### Stated problem
Update the rows below by changing every "pixel coordinates" to "pixel values". Leave everything else the same.

### A run of rows
+---+
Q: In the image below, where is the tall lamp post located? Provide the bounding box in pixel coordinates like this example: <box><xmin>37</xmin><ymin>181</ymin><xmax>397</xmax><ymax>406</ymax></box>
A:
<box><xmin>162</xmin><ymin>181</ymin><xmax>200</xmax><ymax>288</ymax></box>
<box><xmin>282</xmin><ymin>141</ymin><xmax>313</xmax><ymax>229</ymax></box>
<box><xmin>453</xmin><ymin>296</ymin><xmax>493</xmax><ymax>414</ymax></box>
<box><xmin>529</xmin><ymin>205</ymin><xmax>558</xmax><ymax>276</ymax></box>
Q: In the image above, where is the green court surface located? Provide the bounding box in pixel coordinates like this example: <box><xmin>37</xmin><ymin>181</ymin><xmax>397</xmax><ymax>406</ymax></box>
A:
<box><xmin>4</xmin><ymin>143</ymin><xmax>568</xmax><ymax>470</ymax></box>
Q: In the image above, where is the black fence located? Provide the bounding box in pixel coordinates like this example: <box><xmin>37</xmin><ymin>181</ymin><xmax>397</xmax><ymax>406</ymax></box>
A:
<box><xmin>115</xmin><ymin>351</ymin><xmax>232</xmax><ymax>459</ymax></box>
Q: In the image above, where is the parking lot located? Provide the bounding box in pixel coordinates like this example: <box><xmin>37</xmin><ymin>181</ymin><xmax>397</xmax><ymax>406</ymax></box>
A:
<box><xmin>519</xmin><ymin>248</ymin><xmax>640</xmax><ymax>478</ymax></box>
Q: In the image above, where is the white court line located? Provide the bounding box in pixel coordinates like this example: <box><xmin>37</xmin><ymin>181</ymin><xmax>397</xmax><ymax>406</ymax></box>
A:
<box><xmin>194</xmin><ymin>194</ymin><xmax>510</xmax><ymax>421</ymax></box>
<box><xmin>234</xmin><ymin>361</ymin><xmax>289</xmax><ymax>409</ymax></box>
+---+
### Exercise response
Q: In the image below, where is the tall lamp post located? Provide the bounding box in pixel values like this example: <box><xmin>37</xmin><ymin>181</ymin><xmax>397</xmax><ymax>406</ymax></box>
A:
<box><xmin>162</xmin><ymin>181</ymin><xmax>200</xmax><ymax>288</ymax></box>
<box><xmin>282</xmin><ymin>141</ymin><xmax>313</xmax><ymax>229</ymax></box>
<box><xmin>453</xmin><ymin>296</ymin><xmax>493</xmax><ymax>414</ymax></box>
<box><xmin>529</xmin><ymin>205</ymin><xmax>558</xmax><ymax>276</ymax></box>
Q: In the image above, where is the green court surface located? Provide the bounding box in pixel values like this example: <box><xmin>37</xmin><ymin>181</ymin><xmax>397</xmax><ymax>406</ymax></box>
A:
<box><xmin>4</xmin><ymin>143</ymin><xmax>568</xmax><ymax>470</ymax></box>
Q: In the image above, where is the black fence located? Provide the bounding box in pixel values like this example: <box><xmin>37</xmin><ymin>181</ymin><xmax>397</xmax><ymax>406</ymax></box>
A:
<box><xmin>115</xmin><ymin>351</ymin><xmax>232</xmax><ymax>459</ymax></box>
Q: In the image above, where is the parking lot located? Provide the bounding box in pixel values like this example: <box><xmin>37</xmin><ymin>181</ymin><xmax>397</xmax><ymax>406</ymax></box>
A:
<box><xmin>519</xmin><ymin>248</ymin><xmax>640</xmax><ymax>478</ymax></box>
Q: In the image above, where is the white court line located? Provide the bounding box in pixel values like this example: <box><xmin>37</xmin><ymin>181</ymin><xmax>397</xmax><ymax>406</ymax></box>
A:
<box><xmin>194</xmin><ymin>194</ymin><xmax>510</xmax><ymax>421</ymax></box>
<box><xmin>234</xmin><ymin>361</ymin><xmax>289</xmax><ymax>409</ymax></box>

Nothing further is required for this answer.